AI-generated videos fuel surge in gambling ads in Bangladesh despite Meta ban: report
Dismislab’s report, released on 31 August, found thousands of gambling ads still running daily in Meta’s ad library

Gambling advertisements are proliferating on Meta's platforms in Bangladesh, now increasingly powered by artificial intelligence (AI)-generated videos, despite the company's ban on such promotions in the country, research by fact-checking group Dismislab showed.
Dismislab's report, released on 31 August, found thousands of gambling ads still running daily in Meta's ad library, a year after a similar investigation exposed the scale of the problem. "It remains business as usual," the group said.
A striking shift in tactics is the widespread use of AI-generated characters in videos promoting gambling apps such as FB77. These clips show fictional figures in settings ranging from hospitals and markets to courtrooms and political rallies, portraying gambling as a path to financial rescue or social status.

+++++

## Complete the following:
1. Translate this sentence from the article on gambling ads in Bangladesh into Spanish: "A striking shift in tactics is the widespread use of AI-generated characters in videos promoting gambling apps such as FB77."
2. Answer from the article on gambling ads in Bangladesh:
(a) What kind of group is Dismislab?
(b) On what date was Dismislab's report released?
(c) Which gambling app is named as an example?
3. From the article on gambling ads in Bangladesh, output the passage that opens with the words containing "AI-generated videos fuel" and closes with "group Dismislab showed.".

Referring expression grounding data:
+++++

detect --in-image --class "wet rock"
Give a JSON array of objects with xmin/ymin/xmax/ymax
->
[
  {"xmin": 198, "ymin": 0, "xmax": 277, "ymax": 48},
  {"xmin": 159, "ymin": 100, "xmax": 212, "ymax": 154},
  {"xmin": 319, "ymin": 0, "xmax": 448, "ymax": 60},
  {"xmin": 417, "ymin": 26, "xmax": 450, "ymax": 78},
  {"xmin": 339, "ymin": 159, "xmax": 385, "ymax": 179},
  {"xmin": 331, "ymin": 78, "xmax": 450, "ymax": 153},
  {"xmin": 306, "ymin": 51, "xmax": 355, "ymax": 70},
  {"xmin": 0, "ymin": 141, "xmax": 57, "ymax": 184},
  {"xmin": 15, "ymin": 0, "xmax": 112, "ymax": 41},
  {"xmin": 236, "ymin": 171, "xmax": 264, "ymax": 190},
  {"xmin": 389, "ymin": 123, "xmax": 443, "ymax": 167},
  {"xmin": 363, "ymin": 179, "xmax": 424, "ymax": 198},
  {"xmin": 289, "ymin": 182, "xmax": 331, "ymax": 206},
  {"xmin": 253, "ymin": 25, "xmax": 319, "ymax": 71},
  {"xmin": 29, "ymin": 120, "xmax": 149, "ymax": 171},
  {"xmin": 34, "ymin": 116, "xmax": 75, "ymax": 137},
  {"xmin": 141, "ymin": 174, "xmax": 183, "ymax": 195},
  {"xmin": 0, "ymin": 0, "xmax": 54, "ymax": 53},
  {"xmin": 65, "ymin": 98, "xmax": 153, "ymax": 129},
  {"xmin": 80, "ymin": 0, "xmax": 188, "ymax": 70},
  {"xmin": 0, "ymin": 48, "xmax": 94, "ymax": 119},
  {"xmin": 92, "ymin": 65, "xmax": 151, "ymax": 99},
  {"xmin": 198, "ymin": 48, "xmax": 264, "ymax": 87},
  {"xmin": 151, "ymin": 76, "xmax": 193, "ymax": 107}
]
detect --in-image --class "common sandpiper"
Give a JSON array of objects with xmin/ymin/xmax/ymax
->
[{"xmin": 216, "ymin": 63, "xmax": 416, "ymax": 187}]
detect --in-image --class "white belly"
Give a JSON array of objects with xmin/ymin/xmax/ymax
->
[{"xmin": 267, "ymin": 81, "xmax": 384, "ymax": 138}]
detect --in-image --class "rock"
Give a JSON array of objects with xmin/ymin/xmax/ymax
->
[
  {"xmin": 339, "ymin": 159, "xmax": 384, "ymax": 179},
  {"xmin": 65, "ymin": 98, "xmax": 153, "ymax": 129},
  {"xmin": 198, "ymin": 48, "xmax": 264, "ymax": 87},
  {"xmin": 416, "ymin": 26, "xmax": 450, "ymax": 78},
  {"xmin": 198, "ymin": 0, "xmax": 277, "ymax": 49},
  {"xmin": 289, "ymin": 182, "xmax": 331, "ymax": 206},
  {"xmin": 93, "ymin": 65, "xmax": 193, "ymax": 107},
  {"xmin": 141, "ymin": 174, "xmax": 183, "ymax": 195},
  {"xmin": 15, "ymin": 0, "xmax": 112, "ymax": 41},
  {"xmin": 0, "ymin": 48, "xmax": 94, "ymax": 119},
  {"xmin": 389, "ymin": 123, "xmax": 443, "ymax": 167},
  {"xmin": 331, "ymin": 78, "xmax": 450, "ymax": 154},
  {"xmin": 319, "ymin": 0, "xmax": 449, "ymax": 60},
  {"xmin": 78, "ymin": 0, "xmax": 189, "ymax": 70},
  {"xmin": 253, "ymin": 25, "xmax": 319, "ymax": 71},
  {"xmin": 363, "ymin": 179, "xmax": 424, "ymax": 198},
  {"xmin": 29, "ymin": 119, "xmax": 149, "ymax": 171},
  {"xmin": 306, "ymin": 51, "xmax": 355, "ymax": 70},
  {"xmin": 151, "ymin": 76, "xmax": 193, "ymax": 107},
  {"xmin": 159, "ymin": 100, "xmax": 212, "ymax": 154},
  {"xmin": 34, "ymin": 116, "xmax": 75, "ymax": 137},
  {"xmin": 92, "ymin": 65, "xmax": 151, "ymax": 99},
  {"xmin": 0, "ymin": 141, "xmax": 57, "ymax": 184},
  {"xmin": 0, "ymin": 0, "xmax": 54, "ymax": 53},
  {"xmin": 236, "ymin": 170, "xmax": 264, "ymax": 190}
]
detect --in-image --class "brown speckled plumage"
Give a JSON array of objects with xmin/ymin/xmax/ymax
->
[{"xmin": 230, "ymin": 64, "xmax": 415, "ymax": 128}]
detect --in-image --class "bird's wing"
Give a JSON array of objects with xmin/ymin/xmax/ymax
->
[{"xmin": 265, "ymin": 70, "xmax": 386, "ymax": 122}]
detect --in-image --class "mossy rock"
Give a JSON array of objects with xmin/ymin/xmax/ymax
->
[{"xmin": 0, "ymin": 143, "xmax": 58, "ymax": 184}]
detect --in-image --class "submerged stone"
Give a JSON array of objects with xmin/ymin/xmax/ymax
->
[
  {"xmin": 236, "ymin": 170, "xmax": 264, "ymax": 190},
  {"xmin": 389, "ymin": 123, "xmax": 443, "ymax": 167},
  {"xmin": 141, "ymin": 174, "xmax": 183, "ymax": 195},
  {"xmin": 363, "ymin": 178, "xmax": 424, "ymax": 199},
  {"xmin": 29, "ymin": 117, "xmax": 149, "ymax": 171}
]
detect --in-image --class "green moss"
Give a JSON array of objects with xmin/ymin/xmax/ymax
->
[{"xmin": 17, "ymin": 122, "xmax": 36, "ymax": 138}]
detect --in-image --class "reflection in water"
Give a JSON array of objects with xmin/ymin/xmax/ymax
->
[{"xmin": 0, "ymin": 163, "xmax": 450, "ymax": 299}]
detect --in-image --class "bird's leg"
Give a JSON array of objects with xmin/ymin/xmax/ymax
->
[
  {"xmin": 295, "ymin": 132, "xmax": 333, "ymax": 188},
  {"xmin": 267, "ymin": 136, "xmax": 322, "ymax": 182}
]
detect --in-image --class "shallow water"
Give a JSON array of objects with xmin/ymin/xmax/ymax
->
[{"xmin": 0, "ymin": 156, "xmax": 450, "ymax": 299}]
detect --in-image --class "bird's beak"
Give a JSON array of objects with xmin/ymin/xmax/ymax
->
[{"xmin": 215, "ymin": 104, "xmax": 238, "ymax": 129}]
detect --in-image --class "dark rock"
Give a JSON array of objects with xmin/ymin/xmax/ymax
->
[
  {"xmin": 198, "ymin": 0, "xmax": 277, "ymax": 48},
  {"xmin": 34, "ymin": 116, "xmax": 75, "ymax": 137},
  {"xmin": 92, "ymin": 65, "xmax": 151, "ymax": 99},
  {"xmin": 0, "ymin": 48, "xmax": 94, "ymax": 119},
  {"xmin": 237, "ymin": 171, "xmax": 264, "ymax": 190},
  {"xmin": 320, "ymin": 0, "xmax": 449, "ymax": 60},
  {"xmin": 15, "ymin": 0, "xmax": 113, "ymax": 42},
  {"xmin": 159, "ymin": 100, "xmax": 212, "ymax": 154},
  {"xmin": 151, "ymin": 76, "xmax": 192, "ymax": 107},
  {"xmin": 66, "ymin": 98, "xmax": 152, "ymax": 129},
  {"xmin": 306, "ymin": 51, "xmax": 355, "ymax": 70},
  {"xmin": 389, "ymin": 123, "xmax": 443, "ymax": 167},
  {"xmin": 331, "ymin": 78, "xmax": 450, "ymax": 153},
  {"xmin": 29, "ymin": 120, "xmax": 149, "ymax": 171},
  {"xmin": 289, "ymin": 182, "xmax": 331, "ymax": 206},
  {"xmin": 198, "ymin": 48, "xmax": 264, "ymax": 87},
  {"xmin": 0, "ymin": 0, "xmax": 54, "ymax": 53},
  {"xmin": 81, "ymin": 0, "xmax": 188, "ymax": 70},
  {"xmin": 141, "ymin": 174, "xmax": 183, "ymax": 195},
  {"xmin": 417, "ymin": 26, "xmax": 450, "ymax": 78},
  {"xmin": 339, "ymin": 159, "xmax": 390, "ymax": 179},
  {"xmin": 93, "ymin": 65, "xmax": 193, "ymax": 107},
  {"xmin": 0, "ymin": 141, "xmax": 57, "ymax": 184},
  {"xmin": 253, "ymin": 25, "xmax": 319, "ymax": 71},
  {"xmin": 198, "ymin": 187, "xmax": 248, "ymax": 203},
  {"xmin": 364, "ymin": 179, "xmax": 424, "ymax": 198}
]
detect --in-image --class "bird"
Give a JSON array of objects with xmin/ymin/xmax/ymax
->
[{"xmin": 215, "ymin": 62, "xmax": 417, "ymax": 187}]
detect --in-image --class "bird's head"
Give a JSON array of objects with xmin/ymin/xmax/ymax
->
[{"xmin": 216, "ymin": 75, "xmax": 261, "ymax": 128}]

+++++

## Answer list:
1. Un cambio llamativo en las tácticas es el uso generalizado de personajes generados por IA en videos que promocionan aplicaciones de apuestas como FB77.

2.
(a) A fact-checking group.
(b) 31 August.
(c) FB77.

3.
AI-generated videos fuel surge in gambling ads in Bangladesh despite Meta ban: report
Dismislab’s report, released on 31 August, found thousands of gambling ads still running daily in Meta’s ad library

Gambling advertisements are proliferating on Meta's platforms in Bangladesh, now increasingly powered by artificial intelligence (AI)-generated videos, despite the company's ban on such promotions in the country, research by fact-checking group Dismislab showed.